#### Excerpted data
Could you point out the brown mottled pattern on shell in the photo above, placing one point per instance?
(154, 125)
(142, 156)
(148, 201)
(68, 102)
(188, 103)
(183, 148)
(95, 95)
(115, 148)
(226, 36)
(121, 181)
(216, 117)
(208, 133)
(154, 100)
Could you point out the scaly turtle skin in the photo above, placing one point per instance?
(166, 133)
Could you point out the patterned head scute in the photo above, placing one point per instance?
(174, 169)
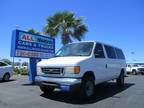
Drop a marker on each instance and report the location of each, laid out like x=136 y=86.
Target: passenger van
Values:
x=81 y=65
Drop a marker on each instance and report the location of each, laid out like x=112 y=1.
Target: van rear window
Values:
x=110 y=52
x=119 y=53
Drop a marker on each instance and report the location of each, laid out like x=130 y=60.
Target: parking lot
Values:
x=17 y=93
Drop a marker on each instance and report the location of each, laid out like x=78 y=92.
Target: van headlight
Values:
x=39 y=69
x=72 y=70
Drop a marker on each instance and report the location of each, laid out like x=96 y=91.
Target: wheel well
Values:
x=7 y=73
x=122 y=70
x=89 y=73
x=133 y=70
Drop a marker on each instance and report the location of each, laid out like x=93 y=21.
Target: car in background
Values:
x=81 y=66
x=135 y=69
x=5 y=71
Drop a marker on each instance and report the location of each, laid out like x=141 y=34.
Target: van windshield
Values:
x=76 y=49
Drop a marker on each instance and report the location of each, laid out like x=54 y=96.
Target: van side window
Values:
x=119 y=53
x=99 y=53
x=110 y=52
x=2 y=64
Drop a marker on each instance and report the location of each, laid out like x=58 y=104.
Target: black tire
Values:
x=120 y=79
x=47 y=89
x=6 y=77
x=88 y=87
x=134 y=72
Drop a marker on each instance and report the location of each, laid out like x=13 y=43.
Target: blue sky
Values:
x=116 y=22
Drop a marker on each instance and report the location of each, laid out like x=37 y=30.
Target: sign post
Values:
x=32 y=46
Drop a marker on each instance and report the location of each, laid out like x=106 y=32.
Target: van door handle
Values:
x=106 y=66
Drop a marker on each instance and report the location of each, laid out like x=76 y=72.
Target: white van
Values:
x=81 y=65
x=5 y=71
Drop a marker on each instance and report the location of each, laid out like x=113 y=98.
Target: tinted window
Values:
x=2 y=64
x=99 y=53
x=110 y=52
x=119 y=53
x=76 y=49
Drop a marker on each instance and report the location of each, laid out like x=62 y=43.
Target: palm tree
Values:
x=31 y=30
x=67 y=25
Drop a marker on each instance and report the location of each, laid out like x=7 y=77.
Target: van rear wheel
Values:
x=88 y=87
x=120 y=79
x=6 y=77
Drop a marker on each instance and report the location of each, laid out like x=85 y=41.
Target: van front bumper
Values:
x=64 y=84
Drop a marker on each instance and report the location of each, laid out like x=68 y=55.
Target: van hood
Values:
x=61 y=61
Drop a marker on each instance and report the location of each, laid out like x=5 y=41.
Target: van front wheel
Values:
x=120 y=79
x=46 y=89
x=88 y=87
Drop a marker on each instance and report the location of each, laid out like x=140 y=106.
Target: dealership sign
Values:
x=29 y=45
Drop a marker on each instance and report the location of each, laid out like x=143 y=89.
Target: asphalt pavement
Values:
x=18 y=93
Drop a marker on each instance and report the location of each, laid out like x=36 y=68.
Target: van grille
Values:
x=141 y=69
x=48 y=70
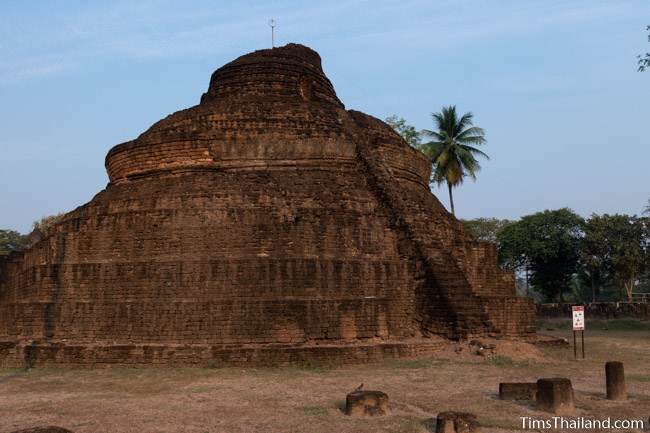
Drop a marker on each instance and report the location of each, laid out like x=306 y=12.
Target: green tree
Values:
x=408 y=132
x=547 y=243
x=595 y=254
x=623 y=241
x=644 y=61
x=11 y=240
x=453 y=149
x=45 y=224
x=485 y=229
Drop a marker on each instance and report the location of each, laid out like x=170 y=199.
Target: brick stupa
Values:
x=265 y=225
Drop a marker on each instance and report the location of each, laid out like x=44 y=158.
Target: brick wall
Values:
x=265 y=216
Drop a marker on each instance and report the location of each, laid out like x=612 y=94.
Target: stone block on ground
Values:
x=366 y=403
x=456 y=422
x=615 y=379
x=555 y=395
x=518 y=391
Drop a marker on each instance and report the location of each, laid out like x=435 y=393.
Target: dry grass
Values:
x=309 y=400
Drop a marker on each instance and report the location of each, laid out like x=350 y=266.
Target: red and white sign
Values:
x=578 y=317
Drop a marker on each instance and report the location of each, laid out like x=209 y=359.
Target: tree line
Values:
x=560 y=256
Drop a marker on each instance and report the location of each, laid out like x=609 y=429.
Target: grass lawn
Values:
x=309 y=400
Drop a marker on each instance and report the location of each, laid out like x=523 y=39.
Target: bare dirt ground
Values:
x=283 y=400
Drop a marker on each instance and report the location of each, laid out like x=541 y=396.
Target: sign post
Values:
x=578 y=313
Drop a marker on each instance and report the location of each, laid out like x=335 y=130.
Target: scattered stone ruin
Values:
x=267 y=224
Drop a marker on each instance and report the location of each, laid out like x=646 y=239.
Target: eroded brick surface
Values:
x=265 y=218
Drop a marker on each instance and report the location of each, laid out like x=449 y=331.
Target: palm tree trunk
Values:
x=451 y=199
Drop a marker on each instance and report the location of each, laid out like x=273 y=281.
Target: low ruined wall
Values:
x=601 y=310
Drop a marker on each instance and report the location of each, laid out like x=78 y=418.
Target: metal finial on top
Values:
x=272 y=25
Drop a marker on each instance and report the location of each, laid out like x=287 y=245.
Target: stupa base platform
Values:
x=60 y=353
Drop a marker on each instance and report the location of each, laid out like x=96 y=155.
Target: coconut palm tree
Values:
x=453 y=149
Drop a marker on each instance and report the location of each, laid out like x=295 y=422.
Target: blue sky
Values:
x=554 y=84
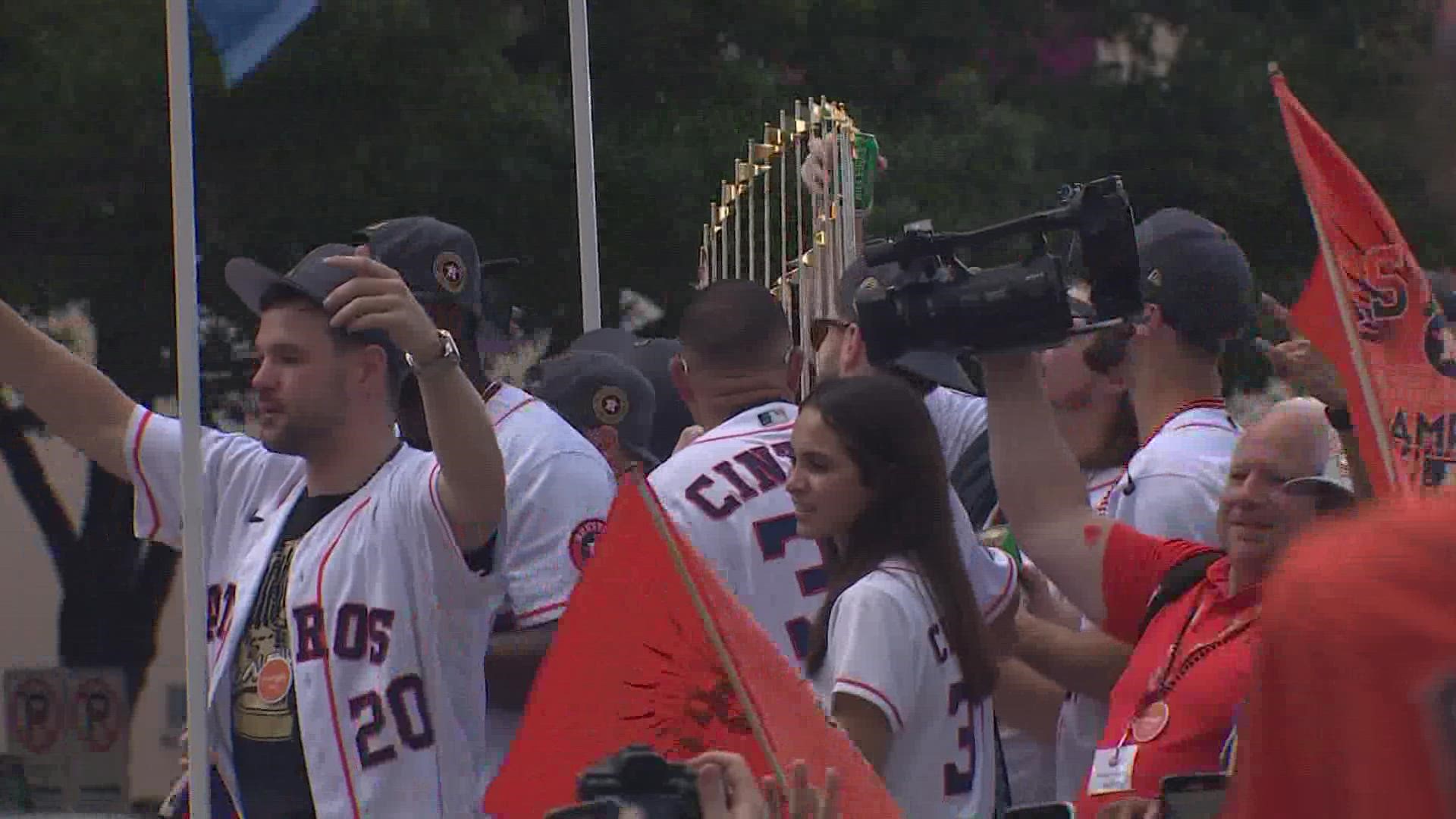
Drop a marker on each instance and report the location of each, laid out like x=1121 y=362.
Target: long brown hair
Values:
x=889 y=435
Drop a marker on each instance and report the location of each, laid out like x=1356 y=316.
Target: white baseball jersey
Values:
x=558 y=491
x=388 y=623
x=1033 y=765
x=959 y=419
x=886 y=646
x=726 y=494
x=1174 y=482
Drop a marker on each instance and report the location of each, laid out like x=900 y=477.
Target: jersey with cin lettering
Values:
x=726 y=494
x=886 y=646
x=386 y=623
x=558 y=491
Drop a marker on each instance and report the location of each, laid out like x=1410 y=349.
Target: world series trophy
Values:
x=767 y=226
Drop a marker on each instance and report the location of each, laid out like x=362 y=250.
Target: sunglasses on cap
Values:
x=819 y=331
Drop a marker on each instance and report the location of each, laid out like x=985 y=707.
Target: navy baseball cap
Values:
x=437 y=260
x=593 y=390
x=310 y=279
x=653 y=357
x=1197 y=275
x=938 y=366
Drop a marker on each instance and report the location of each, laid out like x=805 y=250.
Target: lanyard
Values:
x=1163 y=684
x=1180 y=410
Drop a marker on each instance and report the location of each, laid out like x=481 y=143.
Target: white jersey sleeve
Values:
x=234 y=466
x=870 y=651
x=887 y=646
x=992 y=572
x=1172 y=506
x=555 y=512
x=1174 y=482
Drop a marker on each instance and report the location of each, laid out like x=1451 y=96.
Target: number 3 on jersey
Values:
x=774 y=535
x=960 y=781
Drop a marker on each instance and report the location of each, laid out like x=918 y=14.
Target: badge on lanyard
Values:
x=1111 y=770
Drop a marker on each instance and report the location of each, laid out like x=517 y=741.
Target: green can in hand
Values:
x=867 y=165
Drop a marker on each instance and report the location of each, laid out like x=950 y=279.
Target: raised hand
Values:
x=379 y=299
x=1299 y=363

#### Problem details
Please reproduce the full listing above with every "instance" switched to "occurrence" and everything else left unchanged. Omit the pictures from your copy.

#### Problem solution
Could you point out the brown mottled pattern on shell in the photo above, placing one point per occurrence?
(154, 125)
(142, 156)
(148, 201)
(68, 102)
(188, 103)
(183, 148)
(95, 95)
(115, 148)
(226, 36)
(121, 181)
(216, 117)
(208, 133)
(154, 100)
Could you point out the scaly turtle skin in the photo above, placing one point per occurrence?
(166, 133)
Could you point out the patterned head scute in the photo above, placing one point per occurrence?
(174, 169)
Drop a marker on each occurrence and report the location of each, laid out like x=136 y=86.
Target: passenger van
Values:
x=81 y=65
Drop a marker on each occurrence and report the location of each, laid out like x=112 y=1.
Target: van rear window
Values:
x=110 y=52
x=119 y=53
Drop a marker on each occurrence and report the location of each, laid out like x=130 y=60.
Target: parking lot
Values:
x=17 y=93
Drop a marker on each occurrence and report the location of each, laid out like x=78 y=92.
Target: van headlight
Values:
x=39 y=69
x=72 y=70
Drop a marker on each occurrence and report the location of each, laid out like x=96 y=91.
Target: wheel well
Values:
x=7 y=73
x=122 y=70
x=89 y=73
x=133 y=70
Drop a marker on each occurrence and report the location of each, laid out like x=93 y=21.
Target: car in background
Values:
x=81 y=66
x=135 y=69
x=5 y=71
Drop a marker on each occurrence and report the location of each, laid out like x=141 y=34.
Target: van windshield
Values:
x=76 y=49
Drop a marker on each occurrence and report the location of each, laid out like x=54 y=96.
Target: van side window
Values:
x=119 y=53
x=99 y=53
x=110 y=52
x=2 y=64
Drop a marker on each occurrence and report the location of each, laid out like x=58 y=104.
Target: black tire
Values:
x=120 y=79
x=47 y=89
x=6 y=77
x=88 y=87
x=134 y=72
Drop a marker on each occurrence and report the location of each, laid out like x=13 y=43.
Target: blue sky
Values:
x=116 y=22
Drop a marker on each occurrence and report the location of each, laid out like x=37 y=30.
Target: sign post
Values:
x=32 y=46
Drop a marker on each occurrence and report the location of each, laid out like x=106 y=32.
Target: van door handle
Values:
x=106 y=66
Drop a marker on each occurrence and report the location of each, laid out like x=76 y=72.
Target: white van
Values:
x=81 y=65
x=5 y=71
Drop a marker on each occurrence and report the location of each, laid out like x=113 y=98.
Target: tinted window
Values:
x=2 y=64
x=99 y=53
x=110 y=52
x=119 y=53
x=76 y=49
Drop a marker on each occurrence and report the location of each, laid out like x=62 y=43.
Target: palm tree
Values:
x=31 y=30
x=67 y=25
Drop a marker on each occurrence and report the location of each, laid out like x=7 y=77.
Target: van rear wheel
Values:
x=88 y=87
x=120 y=79
x=6 y=77
Drop a marker on each occurrence and report the location of each, laid out like x=85 y=41.
Target: van front bumper
Values:
x=64 y=84
Drop a marker on each occurrence and report the location of each, laid out like x=68 y=55.
Target: van hood
Values:
x=61 y=61
Drop a marker on each occurrence and report the location of each, laid out like x=5 y=41.
Target: van front wheel
Values:
x=120 y=79
x=46 y=89
x=88 y=87
Drop a marker on each occurrence and report the location of each, laid out like x=140 y=106.
Target: dealership sign
Values:
x=29 y=45
Drop a marker on each occurrence and report the location of each, laid out like x=143 y=89.
Target: asphalt pavement
Values:
x=18 y=93
Drop a marker on each occurrence and report the location of each, laid out like x=36 y=68.
Target: van grille
Values:
x=141 y=69
x=48 y=70
Drop a marker on each occurrence and report the location of each, laid out like x=306 y=12.
Target: green tree
Values:
x=408 y=132
x=547 y=243
x=595 y=254
x=623 y=241
x=644 y=61
x=11 y=240
x=453 y=149
x=45 y=224
x=485 y=229
Drop a marker on each occurrence and report the location of each, laid out like x=170 y=199.
Target: brick stupa
Values:
x=265 y=225
Drop a marker on each occurrence and report the location of each, laid out like x=44 y=158.
Target: brick wall
Values:
x=265 y=216
Drop a marker on each occurrence and report the location of each, laid out like x=612 y=94.
Target: stone block on ground
Values:
x=366 y=403
x=456 y=422
x=615 y=379
x=555 y=395
x=518 y=391
Drop a marker on each occurrence and report the location of each, laid out like x=435 y=393.
Target: dry grass
Values:
x=309 y=400
Drop a marker on each occurrence and report the location of each, laid out like x=350 y=266.
Target: red and white sign
Values:
x=578 y=317
Drop a marker on each occurrence and report the location of each, laid out like x=209 y=359.
Target: tree line
Values:
x=560 y=256
Drop a marker on each occurrence and report the location of each, laid out like x=609 y=429.
Target: grass lawn
Values:
x=309 y=400
Drop a marker on each occurrence and report the location of each, laid out like x=523 y=39.
Target: bare dirt ground
Values:
x=283 y=400
Drop a marker on each occurrence and report the location of each, laid out like x=541 y=396.
Target: sign post
Values:
x=578 y=313
Drop a marker on each occurrence and report the location of each, laid out like x=335 y=130.
Target: scattered stone ruin
Values:
x=267 y=224
Drop a marker on each occurrence and report the location of each, laid out like x=646 y=239.
Target: eroded brick surface
Values:
x=265 y=218
Drop a marker on each occurrence and report the location of each, laid out like x=449 y=331.
Target: palm tree trunk
Values:
x=451 y=199
Drop a marker on each occurrence and report the location of each, laid out like x=273 y=281.
Target: low ruined wall
Values:
x=601 y=310
Drop a marker on each occurrence and report the location of each, laid out like x=78 y=418.
Target: metal finial on top
Values:
x=272 y=25
Drop a marker on each occurrence and report the location of each, laid out like x=287 y=245.
Target: stupa base platform
Values:
x=60 y=353
Drop a marker on each occurrence and report the location of each, laid out like x=96 y=155.
Target: coconut palm tree
Values:
x=453 y=149
Drop a marker on each occurrence and report the location of each, laid out like x=295 y=422.
Target: blue sky
Values:
x=554 y=84
Drop a marker on each occurrence and report the location of each, laid out like x=1121 y=362.
Target: long brown hair
Values:
x=889 y=435
Drop a marker on each occurrence and report the location of each, laid out like x=1356 y=316.
Target: white baseball jersey
Values:
x=558 y=491
x=388 y=623
x=1033 y=765
x=959 y=419
x=886 y=646
x=726 y=494
x=1174 y=482
Drop a marker on each occurrence and report the location of each, laid out like x=900 y=477.
Target: jersey with cin lettering
Values:
x=726 y=494
x=886 y=646
x=386 y=623
x=558 y=491
Drop a marker on each occurrence and report the location of each, laid out like x=1410 y=349.
Target: world series trophy
Values:
x=767 y=226
Drop a marker on each occurrence and report the location of each, laid out like x=362 y=250.
Target: sunglasses on cap
Values:
x=819 y=331
Drop a marker on each occurrence and report the location of each, laid out like x=985 y=707.
Target: navy baseball cap
Values:
x=437 y=260
x=593 y=390
x=310 y=279
x=653 y=357
x=1197 y=275
x=938 y=366
Drop a marker on each occurrence and report the location of each, laid out like x=805 y=250.
Target: lanyard
Values:
x=1163 y=684
x=1180 y=410
Drop a marker on each occurrence and report the location of each, laid out like x=481 y=143.
Target: white jersey sleeve
Values:
x=234 y=466
x=870 y=651
x=887 y=646
x=992 y=572
x=1172 y=506
x=555 y=512
x=1174 y=482
Drop a marker on each occurrence and report the location of each, laid out like x=1451 y=96.
Target: number 3 on jersey
Values:
x=774 y=535
x=960 y=781
Drop a marker on each occurrence and report the location of each, laid out like x=918 y=14.
Target: badge on lanyard
Values:
x=1111 y=770
Drop a marker on each occurrence and report the location of each, laid out like x=517 y=741.
Target: green can in hand
Values:
x=867 y=165
Drop a marker on each occurrence and report the location of each, laid out like x=950 y=279.
Target: raised hand
Values:
x=379 y=299
x=1299 y=363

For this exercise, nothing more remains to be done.